Problem set >>
• a. In the fellows page excerpt, where did Mukhopadhyay intern?
• b. Copy the fellows page excerpt from "2006-2007 Program on" to "time at PON.", swapping "Ohio" for "Pennsylvania".
• c. In the fellows page excerpt, why does Strimling say that theory and practice require new approaches?

Page excerpt >>
2007-2008 Program on Negotiation Graduate Research Fellows
Dipali Mukhopadhyay
Ph.D. Candidate Fletcher School, Tufts University
Mukhopadhyay’s research explores the possibility of warlords (as non-state armed actors) as state-builders in a modern post-conflict environment, specifically focusing on how this role has evolved in Afghanistan. Her hypothesis is that warlord actors may have opportunities to contribute to the government of a post-conflict state. She will identify and analyze state-building processes that have included constructive warlord involvement. Mukhopadhyay interned in the Office of the Secretary of Defense, where she prepared a major policy brief on the reconstruction process in Afghanistan. She was also a researcher at the Aga Khan Development Network in Afghanistan.
Andrea L. Strimling
Ph.D. Candidate Fletcher School, Tufts University
Strimling’s dissertation focuses on inter-organizational coordination in social change, and the key role of negotiation in this process. She argues that the complexity of global problems and the associated need for inter-organizational and interdisciplinary coordination requires new approaches to theory and practice. Strimling is a co-founder of the Alliance for Peacebuilding (AfP), as well as a current member and former chair of its board of directors. She has also extensively published and taught on the role of negotiation in inter-organizational coordination.
2006-2007 Program on Negotiation Graduate Research Fellows
Ariel Avgar
Ph.D. Candidate Cornell University School of Industrial and Labor Relations
Avgar’s dissertation, Treating Conflict: Dispute Resolution in the Healthcare Industry, will examine the organizational outcomes associated with different dispute resolution strategies and practices in hospitals. He has conducted an in-depth case study of a unique dispute resolution program initiated by the Federal Mediation and Conciliation Services in a large unionized hospital in Ohio. Avgar plans to conduct comparative research among other hospital sites during his time at PON.

Recorded information >>
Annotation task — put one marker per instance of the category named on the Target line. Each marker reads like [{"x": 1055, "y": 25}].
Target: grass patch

Answers in order >>
• a. She interned in the Office of the Secretary of Defense.

• b.
2006-2007 Program on Negotiation Graduate Research Fellows
Ariel Avgar
Ph.D. Candidate Cornell University School of Industrial and Labor Relations
Avgar’s dissertation, Treating Conflict: Dispute Resolution in the Healthcare Industry, will examine the organizational outcomes associated with different dispute resolution strategies and practices in hospitals. He has conducted an in-depth case study of a unique dispute resolution program initiated by the Federal Mediation and Conciliation Services in a large unionized hospital in Pennsylvania. Avgar plans to conduct comparative research among other hospital sites during his time at PON.

• c. Strimling argues that new approaches are required because global problems are complex and therefore call for inter-organizational and interdisciplinary coordination.